▸ **PROBLEM REQUIREMENTS**
Could you write out the full passage below on transcranial direct current stimulation, word for word and without changes?

▸ **DOCUMENT PASSAGE**
============
Transcranial Direct Current Stimulation
Transcranial Direct Current Stimulation (tDCS) is a safe, new, non-invasive procedure which provides relief for treatment-resistant neurologic, psychiatric and chronic pain conditions. tDCS also improves attention, memory and learning for both healthy individuals and patients with disabilities. tDCS is performed at the clinic in Atlanta or can be self-administered with training and supervision through the Home-Use Program.
tDCS utilizes weak, direct electric current to modulate the activity and excitability of neurons which enhance brain plasticity, the ability of the brain to reorganize and transform itself.
Chronic pain of central origin which includes migraine, fibromyalgia, painful neuropathies and complex regional pain syndrome is relieved by tDCS.
Psychiatric conditions which respond to tDCS include treatment-resistant depression, bipolar disorder, borderline personality disorder, schizophrenia and hallucinations.
Neurological disorders improved by tDCS include tinnitus, epilepsy, stroke, insomnia, age related cognitive decline and the dementias.
The tDCS procedure is safe and easy to do. Sponge electrodes are positioned over targeted areas of the brain. A portable, FDA certified stimulator provides a tiny, imperceptible direct current which modulates nerve impulses. Clinical benefits are achieved as a result of the long-term potentiation and inhibition induced by tDCS and the improvements persist for months.
============
▸ **EXCERPTED RECORDS**

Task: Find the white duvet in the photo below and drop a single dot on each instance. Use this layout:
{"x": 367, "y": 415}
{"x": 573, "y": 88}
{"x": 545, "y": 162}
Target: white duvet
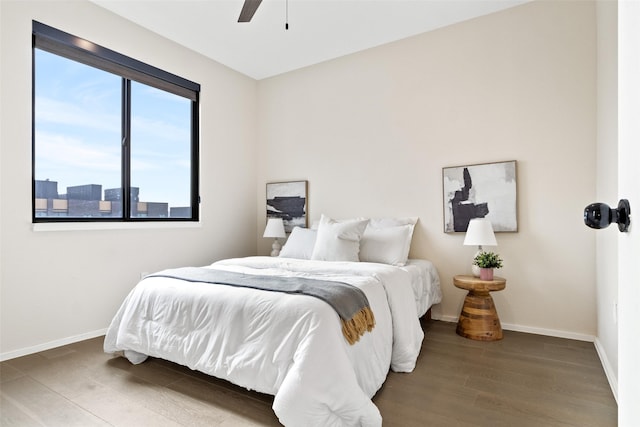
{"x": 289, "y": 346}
============
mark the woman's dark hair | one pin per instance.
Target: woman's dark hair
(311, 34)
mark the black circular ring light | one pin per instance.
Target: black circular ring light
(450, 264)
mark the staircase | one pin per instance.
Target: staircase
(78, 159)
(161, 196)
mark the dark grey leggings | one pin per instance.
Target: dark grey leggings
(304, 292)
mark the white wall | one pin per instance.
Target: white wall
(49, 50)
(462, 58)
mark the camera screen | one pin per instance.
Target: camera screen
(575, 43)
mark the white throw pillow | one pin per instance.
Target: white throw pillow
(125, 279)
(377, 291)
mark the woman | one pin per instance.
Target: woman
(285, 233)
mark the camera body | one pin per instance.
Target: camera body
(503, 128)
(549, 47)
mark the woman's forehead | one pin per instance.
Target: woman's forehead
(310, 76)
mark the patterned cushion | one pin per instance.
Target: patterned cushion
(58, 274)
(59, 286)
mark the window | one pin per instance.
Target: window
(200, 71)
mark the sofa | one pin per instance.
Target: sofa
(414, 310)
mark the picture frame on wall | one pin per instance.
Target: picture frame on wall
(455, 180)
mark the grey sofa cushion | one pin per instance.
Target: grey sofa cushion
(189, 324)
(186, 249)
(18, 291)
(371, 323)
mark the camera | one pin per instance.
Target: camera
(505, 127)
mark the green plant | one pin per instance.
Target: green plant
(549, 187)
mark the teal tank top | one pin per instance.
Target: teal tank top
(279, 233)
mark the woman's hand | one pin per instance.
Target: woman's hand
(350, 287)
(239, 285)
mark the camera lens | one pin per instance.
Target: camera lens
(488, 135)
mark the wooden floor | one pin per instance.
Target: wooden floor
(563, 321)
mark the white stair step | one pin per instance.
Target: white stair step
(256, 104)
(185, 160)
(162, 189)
============
▸ **TASK SOLUTION**
Transcranial Direct Current Stimulation
Transcranial Direct Current Stimulation (tDCS) is a safe, new, non-invasive procedure which provides relief for treatment-resistant neurologic, psychiatric and chronic pain conditions. tDCS also improves attention, memory and learning for both healthy individuals and patients with disabilities. tDCS is performed at the clinic in Atlanta or can be self-administered with training and supervision through the Home-Use Program.
tDCS utilizes weak, direct electric current to modulate the activity and excitability of neurons which enhance brain plasticity, the ability of the brain to reorganize and transform itself.
Chronic pain of central origin which includes migraine, fibromyalgia, painful neuropathies and complex regional pain syndrome is relieved by tDCS.
Psychiatric conditions which respond to tDCS include treatment-resistant depression, bipolar disorder, borderline personality disorder, schizophrenia and hallucinations.
Neurological disorders improved by tDCS include tinnitus, epilepsy, stroke, insomnia, age related cognitive decline and the dementias.
The tDCS procedure is safe and easy to do. Sponge electrodes are positioned over targeted areas of the brain. A portable, FDA certified stimulator provides a tiny, imperceptible direct current which modulates nerve impulses. Clinical benefits are achieved as a result of the long-term potentiation and inhibition induced by tDCS and the improvements persist for months.